Work required →
Wherever a line holds the word "give", copy that line from the data.

Region pointing data
- - - - -

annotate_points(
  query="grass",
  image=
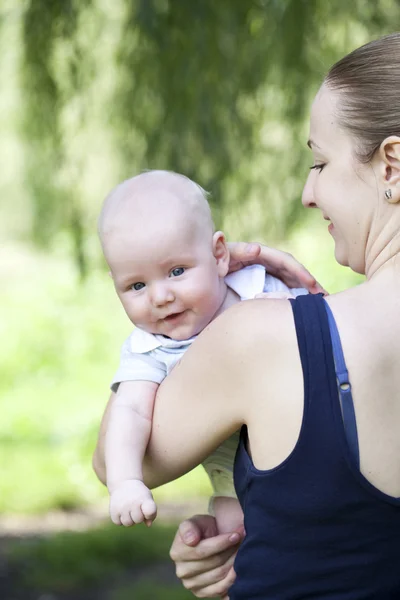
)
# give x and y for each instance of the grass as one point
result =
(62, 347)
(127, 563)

- - - - -

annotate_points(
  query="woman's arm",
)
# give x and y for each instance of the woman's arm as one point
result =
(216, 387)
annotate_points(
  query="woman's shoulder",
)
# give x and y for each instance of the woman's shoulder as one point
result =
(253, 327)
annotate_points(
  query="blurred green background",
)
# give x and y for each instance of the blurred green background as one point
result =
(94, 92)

- - - - -

Output of the task →
# give x and y for each instance of the grass as one point
# give x and y for each instance of the woman's arm as one point
# give x and y for each instance of the woman's shoulder as one point
# give x and y for each instance of the blurred green background as one point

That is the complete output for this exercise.